I’ve just spent a month in Maker Mode. It’s been a powerful month and prompted a few posts like Have You Fallen Into The Busy Trap? which generated lots of feedback as well as deeper responses from posts like Do We All Work Too Much? And Do We Really Have a Choice? Amy and I are talking about this almost every day as we work on our book Startup Life: Surviving and Thriving in a Relationship With An Entrepreneur. The topic of how we work, what’s important, and what we get done is very much on my mind these days.

Email is a big part of this. Once a month I get an email from the Gmail Meter that tells me about my email behavior. Here’s June’s summary.


The daily average is 233 conversations, 411 received emails, and 140 sent emails. Remember that this includes weekends where the volume is much lower.

If you assume a 10 hour day (short for me), that’s 23 conversations an hour, 41 received emails an hour, and 14 sent emails an hour.

 

It’s easy to imagine that I could easily spent my entire life doing email.

Let’s look at the next batch of data – % traffic sent / received each day.

While the daily email pattern is relentless from Monday to Friday, you can see that I spend Saturday getting caught up or working on stuff that generates a bunch of sent emails but doesn’t have responses received until Monday. But the simple conclusion from this chart is that email is relentless.

Next up is Time Before Response.

Here you can see Maker Mode in action. When I’m on email, I respond almost immediately. When I’m writing, between 1 hour and a day pass – my guess is if this was a more granular chart, it’d center around four hours which is my maximum time period for real writing. Most people respond quickly to me, so if I respond quickly, I generate the endless back and forth of email. When this doesn’t necessarily show it, I know that when I slow down, there’s less email coming back my way.

Let’s finish up with Word Count.

If you’ve ever exchanged emails with me, you know that my answers are generally short. 35% are less than 10 words. 70% are less than 30 words. But look at what I’m getting back. 50% are more than 100 words. Fortunately, I read very quickly – much faster than most people can type.

Dataset records:
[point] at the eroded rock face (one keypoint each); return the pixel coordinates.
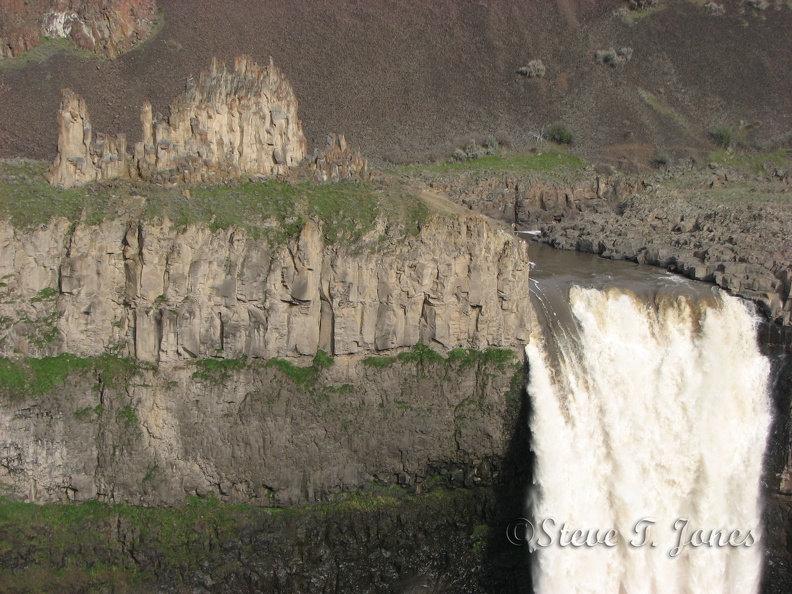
(684, 231)
(244, 426)
(149, 291)
(108, 28)
(227, 123)
(338, 162)
(255, 435)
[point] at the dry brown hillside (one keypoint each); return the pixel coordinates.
(413, 79)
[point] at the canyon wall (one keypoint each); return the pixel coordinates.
(687, 229)
(150, 291)
(108, 28)
(227, 123)
(194, 372)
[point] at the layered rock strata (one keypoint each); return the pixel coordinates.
(108, 28)
(338, 162)
(149, 291)
(256, 432)
(686, 231)
(227, 123)
(197, 346)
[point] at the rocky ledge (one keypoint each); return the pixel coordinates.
(108, 28)
(729, 229)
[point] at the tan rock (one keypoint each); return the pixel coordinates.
(227, 123)
(147, 290)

> [Jobs]
1. Reproduce the dataset records above line for line, covering every one of them, but leave the pictures out.
2. Carry on the post about email habits and Maker Mode, picking up right after its final sentence.

> [Responses]
1.
[point] at the eroded rock face (one keypoint each); return the pixel coordinates.
(684, 231)
(244, 426)
(149, 291)
(108, 28)
(227, 123)
(338, 162)
(255, 435)
[point] at the dry brown hillside (one keypoint each); return the pixel coordinates.
(413, 79)
[point] at the canyon wall (one keypoint each); return the pixel coordinates.
(687, 229)
(150, 291)
(108, 28)
(227, 123)
(194, 372)
[point] at the layered rock strata (one keypoint each); return the pixel coordinates.
(108, 28)
(338, 162)
(149, 291)
(256, 432)
(686, 231)
(227, 123)
(197, 346)
[point] at the rocky ledge (one keypoint each); return the pixel coordinates.
(108, 28)
(729, 229)
[point] at the tan rock (one keypoint each); return the pixel coordinates.
(227, 123)
(147, 290)

2.
Ok – that’s plenty of data to play around with. I have a simple goal of responding to all of my email so I find the patterns curious and the data super interesting. This month has been a different kind of month given Maker Mode, but when I look at the patterns I realize I’m still spending too much time “email is on and I’m responding mode.”

In contrast, I wrote for eight hours yesterday. I closed Chrome and didn’t have email up. I was on it for a few hours mid day when I did a few hours of calls and then again at night when Amy and I watched The Recruit. Other than that, I wrote.

This morning my brain was tired. I decided I wasn’t going to write until this afternoon. So I’ve spent the morning responding to email and writing this blog post. I’ll go offline (or off email) from 1pm – 5pm this afternoon and do the writing I planned to do today. I’ve got a Thursday deadline so I can imagine that I’ll fire things back up after dinner and write for a few more hours.

My goal in July is to shift my modality even further into Maker Mode. I’ve gotten comfortable with the four hour writing stretch and want to make sure I do at least one a day with two on the days that I can handle it. Like running, I have to vary my tempo for it to be sustainable. I’ll compare the July data to the June data when it comes in.

I realize this post was more for me than for you, but hopefully you got some interesting insights out of it if you hung in to the end.